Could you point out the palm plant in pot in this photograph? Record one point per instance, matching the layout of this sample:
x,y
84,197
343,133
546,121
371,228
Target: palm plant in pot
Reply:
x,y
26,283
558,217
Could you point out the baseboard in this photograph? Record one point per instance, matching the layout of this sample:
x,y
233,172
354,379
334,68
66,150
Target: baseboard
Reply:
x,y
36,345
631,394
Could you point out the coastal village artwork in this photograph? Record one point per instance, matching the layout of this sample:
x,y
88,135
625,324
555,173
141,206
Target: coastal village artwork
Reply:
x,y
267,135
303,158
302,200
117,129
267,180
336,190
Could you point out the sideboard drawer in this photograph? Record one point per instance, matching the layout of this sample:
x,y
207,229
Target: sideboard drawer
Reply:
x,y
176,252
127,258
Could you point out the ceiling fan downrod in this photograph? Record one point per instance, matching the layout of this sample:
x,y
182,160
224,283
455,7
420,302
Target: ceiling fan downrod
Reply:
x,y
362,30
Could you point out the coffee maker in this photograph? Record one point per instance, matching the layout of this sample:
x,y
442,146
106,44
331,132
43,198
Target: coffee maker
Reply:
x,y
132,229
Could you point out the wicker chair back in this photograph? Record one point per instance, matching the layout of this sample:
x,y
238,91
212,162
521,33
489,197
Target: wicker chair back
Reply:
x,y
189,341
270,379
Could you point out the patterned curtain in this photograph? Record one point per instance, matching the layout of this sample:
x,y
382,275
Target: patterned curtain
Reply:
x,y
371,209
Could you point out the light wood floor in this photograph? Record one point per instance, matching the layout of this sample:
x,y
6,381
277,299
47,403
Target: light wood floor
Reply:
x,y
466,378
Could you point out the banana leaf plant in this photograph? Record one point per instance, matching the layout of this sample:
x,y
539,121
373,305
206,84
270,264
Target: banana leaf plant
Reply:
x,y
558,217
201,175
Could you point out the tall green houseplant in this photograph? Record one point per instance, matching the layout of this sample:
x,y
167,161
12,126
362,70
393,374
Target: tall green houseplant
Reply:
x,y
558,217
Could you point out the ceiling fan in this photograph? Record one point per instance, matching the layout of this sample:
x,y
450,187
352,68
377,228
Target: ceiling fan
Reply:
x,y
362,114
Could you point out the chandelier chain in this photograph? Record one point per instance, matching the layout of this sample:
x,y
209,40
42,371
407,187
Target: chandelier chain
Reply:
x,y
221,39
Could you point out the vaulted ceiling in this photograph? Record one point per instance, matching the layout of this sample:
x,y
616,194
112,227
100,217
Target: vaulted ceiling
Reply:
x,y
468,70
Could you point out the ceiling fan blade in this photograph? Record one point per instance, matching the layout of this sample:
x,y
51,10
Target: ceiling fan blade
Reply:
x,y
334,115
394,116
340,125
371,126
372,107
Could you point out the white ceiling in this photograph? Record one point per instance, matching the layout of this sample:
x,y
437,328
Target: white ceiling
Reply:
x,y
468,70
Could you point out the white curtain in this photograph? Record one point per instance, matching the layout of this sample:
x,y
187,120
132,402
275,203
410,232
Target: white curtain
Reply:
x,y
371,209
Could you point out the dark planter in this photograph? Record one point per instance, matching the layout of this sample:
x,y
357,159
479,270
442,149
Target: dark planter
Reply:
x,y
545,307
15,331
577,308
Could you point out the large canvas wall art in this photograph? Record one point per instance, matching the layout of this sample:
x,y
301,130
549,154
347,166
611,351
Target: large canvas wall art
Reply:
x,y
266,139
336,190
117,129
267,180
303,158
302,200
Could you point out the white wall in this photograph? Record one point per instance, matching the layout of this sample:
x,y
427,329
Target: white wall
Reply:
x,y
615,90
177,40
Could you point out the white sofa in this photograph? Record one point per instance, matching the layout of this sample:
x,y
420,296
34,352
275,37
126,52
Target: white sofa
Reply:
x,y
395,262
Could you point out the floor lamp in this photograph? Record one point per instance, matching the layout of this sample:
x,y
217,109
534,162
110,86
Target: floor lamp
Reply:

---

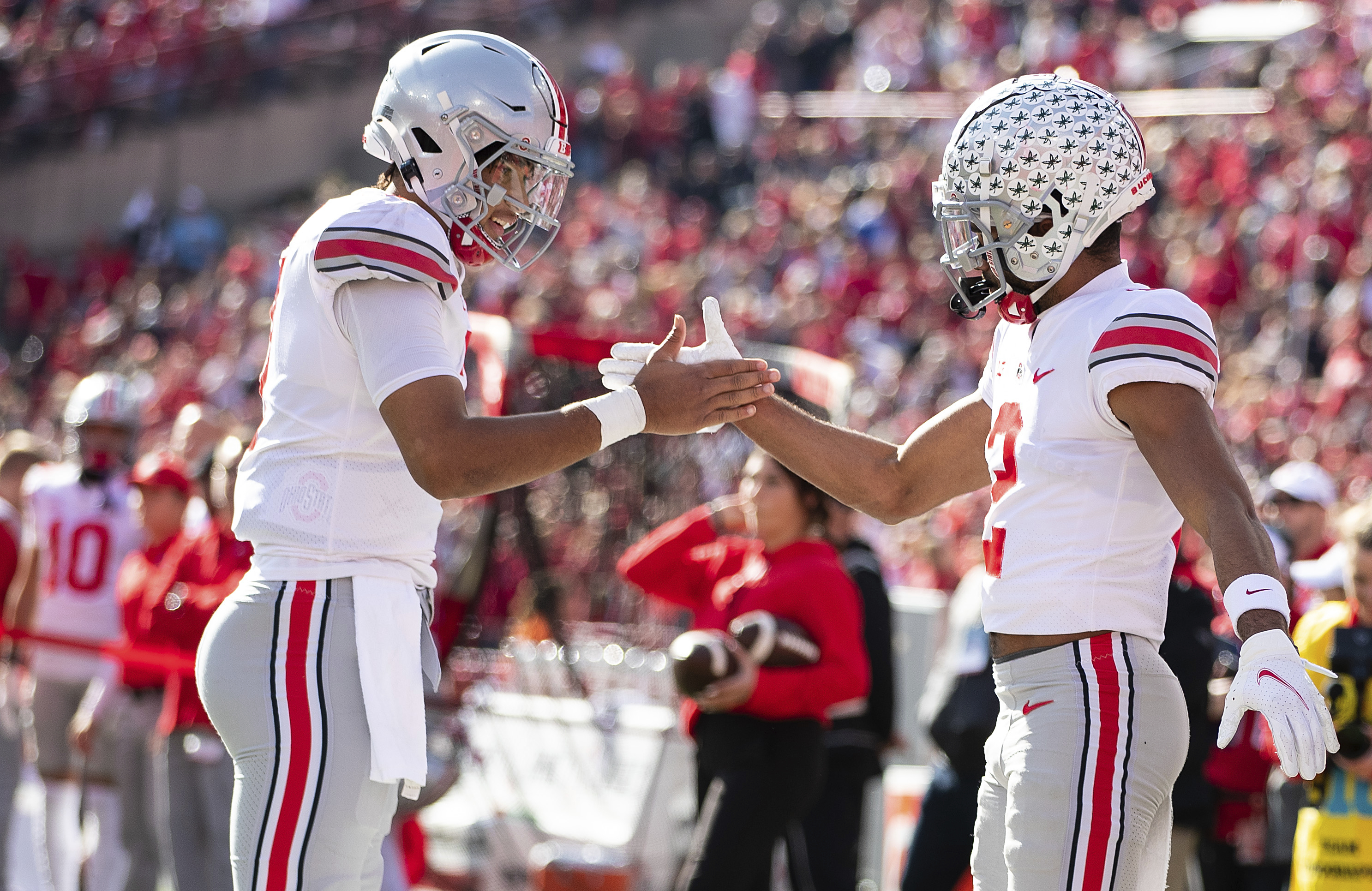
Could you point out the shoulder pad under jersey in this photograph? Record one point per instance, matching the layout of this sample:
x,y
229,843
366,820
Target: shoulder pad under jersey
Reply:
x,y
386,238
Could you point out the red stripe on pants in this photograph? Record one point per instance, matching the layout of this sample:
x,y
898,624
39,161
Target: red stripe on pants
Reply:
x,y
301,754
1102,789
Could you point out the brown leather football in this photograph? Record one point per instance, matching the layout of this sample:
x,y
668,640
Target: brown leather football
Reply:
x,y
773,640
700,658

==

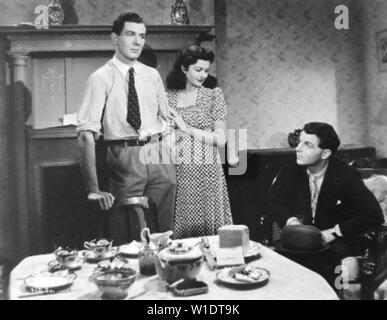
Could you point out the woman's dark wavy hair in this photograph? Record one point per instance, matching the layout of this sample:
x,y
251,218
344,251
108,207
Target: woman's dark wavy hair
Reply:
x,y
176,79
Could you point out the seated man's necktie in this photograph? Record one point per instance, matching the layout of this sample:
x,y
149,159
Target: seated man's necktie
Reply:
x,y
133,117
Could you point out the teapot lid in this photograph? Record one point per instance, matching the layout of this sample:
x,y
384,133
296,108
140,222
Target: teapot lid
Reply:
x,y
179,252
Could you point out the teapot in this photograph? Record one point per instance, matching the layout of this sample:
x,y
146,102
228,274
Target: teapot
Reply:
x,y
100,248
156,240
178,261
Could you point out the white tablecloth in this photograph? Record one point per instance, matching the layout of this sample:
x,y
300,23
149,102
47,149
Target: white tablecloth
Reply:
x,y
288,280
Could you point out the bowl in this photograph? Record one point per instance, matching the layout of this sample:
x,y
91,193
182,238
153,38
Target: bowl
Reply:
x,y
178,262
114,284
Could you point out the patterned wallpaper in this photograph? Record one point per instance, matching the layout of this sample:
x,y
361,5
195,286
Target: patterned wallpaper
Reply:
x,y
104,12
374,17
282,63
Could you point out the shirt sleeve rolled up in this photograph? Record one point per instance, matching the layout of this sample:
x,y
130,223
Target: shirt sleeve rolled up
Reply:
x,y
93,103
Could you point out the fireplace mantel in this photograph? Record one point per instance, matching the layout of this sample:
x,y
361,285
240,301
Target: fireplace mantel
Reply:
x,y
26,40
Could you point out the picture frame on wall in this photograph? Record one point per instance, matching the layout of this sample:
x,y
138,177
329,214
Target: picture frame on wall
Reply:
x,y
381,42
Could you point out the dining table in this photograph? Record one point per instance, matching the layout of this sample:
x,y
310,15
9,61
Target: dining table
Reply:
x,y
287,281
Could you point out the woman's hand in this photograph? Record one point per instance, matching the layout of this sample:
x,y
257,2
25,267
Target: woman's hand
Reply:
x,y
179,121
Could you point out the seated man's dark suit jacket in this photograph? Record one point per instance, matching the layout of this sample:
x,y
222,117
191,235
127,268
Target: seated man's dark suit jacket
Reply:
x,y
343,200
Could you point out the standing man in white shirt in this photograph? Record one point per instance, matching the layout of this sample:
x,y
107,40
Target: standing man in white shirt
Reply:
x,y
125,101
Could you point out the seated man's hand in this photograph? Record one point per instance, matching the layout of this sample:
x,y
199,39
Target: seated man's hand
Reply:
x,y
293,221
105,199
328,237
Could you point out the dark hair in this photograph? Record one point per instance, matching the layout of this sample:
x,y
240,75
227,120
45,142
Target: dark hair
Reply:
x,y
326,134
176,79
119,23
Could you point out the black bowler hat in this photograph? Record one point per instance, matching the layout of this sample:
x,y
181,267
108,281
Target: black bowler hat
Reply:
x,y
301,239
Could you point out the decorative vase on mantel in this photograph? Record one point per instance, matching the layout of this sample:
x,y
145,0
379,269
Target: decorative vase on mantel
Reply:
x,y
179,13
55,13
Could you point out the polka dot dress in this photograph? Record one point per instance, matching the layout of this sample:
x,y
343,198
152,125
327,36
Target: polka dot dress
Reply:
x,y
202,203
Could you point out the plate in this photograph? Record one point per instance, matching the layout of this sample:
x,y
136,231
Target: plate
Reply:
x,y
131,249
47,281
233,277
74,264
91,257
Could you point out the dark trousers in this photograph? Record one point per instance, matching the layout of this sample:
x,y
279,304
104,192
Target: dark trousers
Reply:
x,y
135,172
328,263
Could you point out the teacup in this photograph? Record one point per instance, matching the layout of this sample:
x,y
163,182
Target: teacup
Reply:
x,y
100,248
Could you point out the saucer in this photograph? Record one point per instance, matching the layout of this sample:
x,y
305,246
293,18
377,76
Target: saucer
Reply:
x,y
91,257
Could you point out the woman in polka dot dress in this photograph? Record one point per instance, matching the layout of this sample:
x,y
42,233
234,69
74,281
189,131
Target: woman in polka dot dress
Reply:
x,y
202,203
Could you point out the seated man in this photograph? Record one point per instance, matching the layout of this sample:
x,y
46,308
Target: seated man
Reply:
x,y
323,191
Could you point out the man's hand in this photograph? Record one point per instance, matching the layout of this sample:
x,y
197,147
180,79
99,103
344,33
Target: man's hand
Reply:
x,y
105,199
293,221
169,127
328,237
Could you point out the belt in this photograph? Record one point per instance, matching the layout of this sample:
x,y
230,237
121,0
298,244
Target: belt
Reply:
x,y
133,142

=== WHAT THE TASK REQUIRES ===
State how many lines above contain the word "necktie", and nothing more.

=== ANSWER AREA ===
2